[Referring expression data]
++++

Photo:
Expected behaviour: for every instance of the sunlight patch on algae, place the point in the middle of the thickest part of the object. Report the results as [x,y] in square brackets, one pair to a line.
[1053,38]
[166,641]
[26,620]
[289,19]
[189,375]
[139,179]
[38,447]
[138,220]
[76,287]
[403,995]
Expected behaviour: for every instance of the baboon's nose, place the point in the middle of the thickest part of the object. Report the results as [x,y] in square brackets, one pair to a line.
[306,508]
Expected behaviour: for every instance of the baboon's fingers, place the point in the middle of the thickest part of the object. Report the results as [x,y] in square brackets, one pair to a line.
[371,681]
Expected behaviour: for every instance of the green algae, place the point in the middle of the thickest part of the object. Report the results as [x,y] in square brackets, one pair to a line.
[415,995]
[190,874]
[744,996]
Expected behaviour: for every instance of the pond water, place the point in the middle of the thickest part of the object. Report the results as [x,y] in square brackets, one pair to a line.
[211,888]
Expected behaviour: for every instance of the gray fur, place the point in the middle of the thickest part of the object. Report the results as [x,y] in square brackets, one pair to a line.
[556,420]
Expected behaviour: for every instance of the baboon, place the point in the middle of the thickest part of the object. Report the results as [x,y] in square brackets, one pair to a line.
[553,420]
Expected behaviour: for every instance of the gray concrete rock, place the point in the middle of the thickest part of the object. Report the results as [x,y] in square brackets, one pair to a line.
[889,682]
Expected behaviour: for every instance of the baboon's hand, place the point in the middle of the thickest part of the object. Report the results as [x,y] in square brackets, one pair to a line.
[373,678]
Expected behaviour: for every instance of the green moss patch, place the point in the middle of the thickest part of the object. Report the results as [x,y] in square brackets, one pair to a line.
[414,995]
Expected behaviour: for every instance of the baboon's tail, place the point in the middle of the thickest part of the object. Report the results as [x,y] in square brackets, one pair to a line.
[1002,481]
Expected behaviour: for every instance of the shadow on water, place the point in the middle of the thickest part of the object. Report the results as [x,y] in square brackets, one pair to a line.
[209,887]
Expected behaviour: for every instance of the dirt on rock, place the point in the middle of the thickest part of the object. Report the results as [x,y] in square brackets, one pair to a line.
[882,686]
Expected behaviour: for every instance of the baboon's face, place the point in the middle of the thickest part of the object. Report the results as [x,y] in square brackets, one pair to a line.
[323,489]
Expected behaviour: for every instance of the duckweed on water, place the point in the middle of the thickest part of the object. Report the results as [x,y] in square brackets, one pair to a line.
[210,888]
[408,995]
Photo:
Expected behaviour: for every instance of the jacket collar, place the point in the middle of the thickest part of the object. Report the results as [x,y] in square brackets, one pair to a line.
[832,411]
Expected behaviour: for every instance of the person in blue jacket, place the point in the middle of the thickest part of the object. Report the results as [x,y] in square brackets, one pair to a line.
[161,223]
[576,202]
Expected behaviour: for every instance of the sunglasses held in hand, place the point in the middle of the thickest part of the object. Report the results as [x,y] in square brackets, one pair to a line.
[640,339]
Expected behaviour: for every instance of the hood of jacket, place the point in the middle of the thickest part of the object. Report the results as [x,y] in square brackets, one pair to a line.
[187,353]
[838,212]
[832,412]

++++

[INSTRUCTIONS FOR THE TASK]:
Only the lines from the one containing "Expected behaviour: for every instance of the sunglasses" through the end of the data above are wanted, both ends included; restate them word for word.

[OUTPUT OF THE EXERCISE]:
Expected behaviour: for every instance of the sunglasses held in hand, place the point in the middle of the thickest part of the object. Report the results as [x,y] in square brackets, one pair to a line.
[640,339]
Expected behaviour: for every instance of the hood of jacket, place the point in the middle of the thickest part of the object. Report the results as [x,y] in square brackets, one pair to a line.
[187,353]
[838,212]
[832,412]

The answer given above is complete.